Records from a dataset:
= = = = =

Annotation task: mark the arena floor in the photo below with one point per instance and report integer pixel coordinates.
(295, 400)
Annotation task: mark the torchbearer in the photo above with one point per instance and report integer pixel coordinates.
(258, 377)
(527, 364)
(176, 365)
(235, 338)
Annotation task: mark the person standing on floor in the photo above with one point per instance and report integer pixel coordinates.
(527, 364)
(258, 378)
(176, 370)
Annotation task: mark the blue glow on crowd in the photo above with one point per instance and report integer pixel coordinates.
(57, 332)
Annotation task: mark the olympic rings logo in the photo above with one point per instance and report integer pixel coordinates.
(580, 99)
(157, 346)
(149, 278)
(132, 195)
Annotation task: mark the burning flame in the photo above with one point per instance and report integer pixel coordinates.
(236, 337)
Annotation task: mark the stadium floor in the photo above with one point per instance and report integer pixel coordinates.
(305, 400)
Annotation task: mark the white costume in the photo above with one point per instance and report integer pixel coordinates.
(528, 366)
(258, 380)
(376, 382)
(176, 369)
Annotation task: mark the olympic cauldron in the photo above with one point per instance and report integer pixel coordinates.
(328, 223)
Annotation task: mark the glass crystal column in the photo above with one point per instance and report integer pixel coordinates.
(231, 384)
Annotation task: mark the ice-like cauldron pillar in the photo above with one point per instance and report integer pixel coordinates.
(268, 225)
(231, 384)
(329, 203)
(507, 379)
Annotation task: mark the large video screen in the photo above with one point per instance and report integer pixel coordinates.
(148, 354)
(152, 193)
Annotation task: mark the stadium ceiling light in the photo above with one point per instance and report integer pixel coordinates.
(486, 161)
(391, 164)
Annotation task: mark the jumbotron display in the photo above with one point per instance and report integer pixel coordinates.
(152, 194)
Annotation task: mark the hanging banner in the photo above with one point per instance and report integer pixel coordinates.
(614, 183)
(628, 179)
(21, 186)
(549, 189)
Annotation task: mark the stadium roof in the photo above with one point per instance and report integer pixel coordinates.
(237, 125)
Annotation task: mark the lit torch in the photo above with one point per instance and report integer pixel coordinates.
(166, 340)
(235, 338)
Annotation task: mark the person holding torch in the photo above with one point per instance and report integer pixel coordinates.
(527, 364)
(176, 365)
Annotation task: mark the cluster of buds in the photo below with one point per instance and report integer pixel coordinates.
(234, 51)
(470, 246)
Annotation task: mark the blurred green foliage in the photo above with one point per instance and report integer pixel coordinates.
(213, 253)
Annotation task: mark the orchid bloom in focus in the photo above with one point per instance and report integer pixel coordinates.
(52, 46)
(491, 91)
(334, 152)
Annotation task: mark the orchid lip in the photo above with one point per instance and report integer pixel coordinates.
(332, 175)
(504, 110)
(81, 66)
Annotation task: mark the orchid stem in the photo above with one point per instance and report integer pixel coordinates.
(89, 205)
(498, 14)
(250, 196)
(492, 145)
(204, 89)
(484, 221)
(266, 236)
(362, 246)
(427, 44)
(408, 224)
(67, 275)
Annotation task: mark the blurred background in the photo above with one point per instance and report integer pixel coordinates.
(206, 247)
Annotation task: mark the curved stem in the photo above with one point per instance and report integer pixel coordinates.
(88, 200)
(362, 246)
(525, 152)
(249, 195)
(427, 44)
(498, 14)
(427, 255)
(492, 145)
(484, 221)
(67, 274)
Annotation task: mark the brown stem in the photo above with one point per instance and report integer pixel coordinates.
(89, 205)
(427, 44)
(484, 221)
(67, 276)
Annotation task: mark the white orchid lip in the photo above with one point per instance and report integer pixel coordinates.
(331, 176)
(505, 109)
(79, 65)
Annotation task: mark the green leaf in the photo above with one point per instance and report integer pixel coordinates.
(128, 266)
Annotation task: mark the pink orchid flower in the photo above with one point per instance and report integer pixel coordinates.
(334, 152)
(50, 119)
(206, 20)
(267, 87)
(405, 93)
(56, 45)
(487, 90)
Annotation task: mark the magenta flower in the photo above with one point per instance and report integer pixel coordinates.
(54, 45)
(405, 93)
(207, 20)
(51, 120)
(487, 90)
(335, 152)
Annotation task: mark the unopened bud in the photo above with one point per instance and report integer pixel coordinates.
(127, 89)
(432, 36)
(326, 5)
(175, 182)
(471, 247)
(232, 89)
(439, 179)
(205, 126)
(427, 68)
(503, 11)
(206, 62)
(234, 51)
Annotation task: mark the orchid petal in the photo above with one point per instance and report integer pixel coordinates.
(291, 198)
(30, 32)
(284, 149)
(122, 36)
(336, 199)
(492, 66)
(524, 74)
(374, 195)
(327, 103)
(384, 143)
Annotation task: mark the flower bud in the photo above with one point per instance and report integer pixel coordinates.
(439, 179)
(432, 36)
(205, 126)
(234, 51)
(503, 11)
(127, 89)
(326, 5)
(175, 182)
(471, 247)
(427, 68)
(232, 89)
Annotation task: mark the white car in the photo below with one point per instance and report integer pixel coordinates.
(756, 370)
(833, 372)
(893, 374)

= = = = =

Exercise details: Extract the complete listing above, reproducing each line exactly.

Problem solution:
Annotation task: mark the arena floor in the photo below with one point per instance and report integer pixel coordinates.
(295, 400)
Annotation task: mark the torchbearer in the photo above with one point per instance and report integer pixel coordinates.
(258, 377)
(527, 364)
(176, 365)
(235, 338)
Annotation task: mark the person standing on floor in the photo above with one point per instance and report integer pixel coordinates.
(527, 364)
(258, 378)
(176, 370)
Annotation task: mark the blue glow on crowd in the photo above with one point per instance and report integer pixel coordinates.
(57, 332)
Annotation task: mark the olympic rings logo in the photo above with one point per instance and report integer pixel coordinates.
(580, 99)
(157, 346)
(149, 278)
(132, 195)
Annotation task: mark the burning flame in the photo above with one point per instance and report integer pixel coordinates.
(236, 337)
Annotation task: mark the stadium floor in the photo above with one point per instance and report integer pixel coordinates.
(305, 400)
Annotation task: mark the white costume in the photo above with one point per instance and report integer pixel coordinates.
(528, 366)
(258, 380)
(376, 382)
(176, 369)
Annotation task: mark the olympic cauldron in the photo above with one point per instance and report integer pixel coordinates.
(328, 223)
Annotation task: mark the glass crystal column in the photo above with one point per instance and report integer pixel coordinates.
(231, 384)
Annotation task: mark the ice-like cauldron pillar in the photo above with one point per instance and report integer pixel coordinates.
(268, 225)
(231, 384)
(329, 203)
(507, 379)
Annotation task: mark the large video screen in the photo above with one point per instance and report integer pixel coordinates.
(148, 354)
(152, 193)
Annotation task: mark the stadium ceiling light in the photo above with one point per instance and report integer pixel coordinates.
(486, 161)
(391, 164)
Annotation task: mark the jumbotron display in the photo above with one point per instance and report integer pixel coordinates.
(152, 194)
Annotation task: mark the hanging banner in the photo above with one point per instance and report integer pixel coordinates.
(614, 183)
(628, 179)
(21, 186)
(549, 189)
Annotation task: mark the stadium roof in the photo above with one point per instance and report integer pixel coordinates.
(237, 125)
Annotation task: mark the lit torch in the photo above with one point per instance and report integer pixel coordinates.
(166, 340)
(235, 338)
Annotation task: mark the person holding torch in the photo above with one point per instance and report integer pixel coordinates.
(527, 364)
(176, 365)
Annotation task: mark the cluster of buds in the photo below with one point per instance and report integer pixel coordinates.
(234, 51)
(470, 246)
Annotation task: mark the blurred green foliage in the photo above with one point per instance and report integer pixel coordinates.
(213, 253)
Annotation task: mark the orchid bloom in focus in the photo above with one point per instance and report integer pixel coordinates.
(52, 46)
(491, 91)
(334, 152)
Annotation task: mark the orchid lip in the photo above with one point per instance and report integer pixel coordinates.
(332, 175)
(504, 110)
(81, 66)
Annotation task: mark the orchid stem in the photo above with one point per instance and report integer pixel coordinates.
(89, 205)
(498, 14)
(250, 196)
(492, 145)
(204, 89)
(484, 221)
(266, 236)
(362, 246)
(427, 44)
(408, 224)
(67, 275)
Annotation task: mark the blurred background in the photo above with one point per instance and report integer pixel coordinates.
(206, 247)
Annotation task: mark the curved stem in the photo above with one point per instance and report integer pixel coordinates.
(88, 200)
(362, 246)
(525, 152)
(249, 195)
(427, 44)
(498, 14)
(427, 255)
(492, 145)
(484, 221)
(67, 274)
Annotation task: mark the brown stem in the photo above with one point per instance and report integer pixel coordinates.
(89, 205)
(427, 44)
(484, 221)
(67, 276)
Annotation task: mark the white orchid lip in the photo above with one point per instance and report integer pixel coordinates.
(331, 176)
(505, 109)
(79, 65)
Annotation task: mark the green leaf in the photo above with one point per instance and report integer pixel coordinates.
(128, 266)
Annotation task: mark the pink orchid flower in the photo above with one point per instance and report integer pixel coordinates.
(334, 152)
(50, 119)
(206, 20)
(267, 87)
(405, 93)
(56, 45)
(487, 90)
Annotation task: mark the magenta flower in the photo above with one point per instance and report integer pixel coordinates.
(54, 45)
(405, 93)
(207, 20)
(51, 120)
(487, 90)
(335, 152)
Annotation task: mark the unopened bud in the photo above with one point per instance and report integer pixel coordinates.
(127, 89)
(432, 36)
(326, 5)
(175, 182)
(471, 247)
(232, 89)
(439, 179)
(205, 126)
(427, 68)
(503, 11)
(206, 62)
(234, 51)
Annotation task: mark the orchid petal in the photo above with one point per instance and report integer pixel coordinates.
(291, 198)
(30, 32)
(284, 149)
(122, 36)
(336, 199)
(492, 66)
(524, 74)
(374, 195)
(327, 103)
(384, 143)
Annotation task: mark the flower bud in the photo above with one point per instance and report integer pixel coordinates.
(439, 179)
(432, 36)
(205, 126)
(234, 51)
(503, 11)
(127, 89)
(326, 5)
(175, 182)
(471, 247)
(427, 68)
(232, 89)
Annotation task: mark the white car in the photo below with one point per instance and report integer pixel coordinates.
(756, 370)
(833, 372)
(893, 374)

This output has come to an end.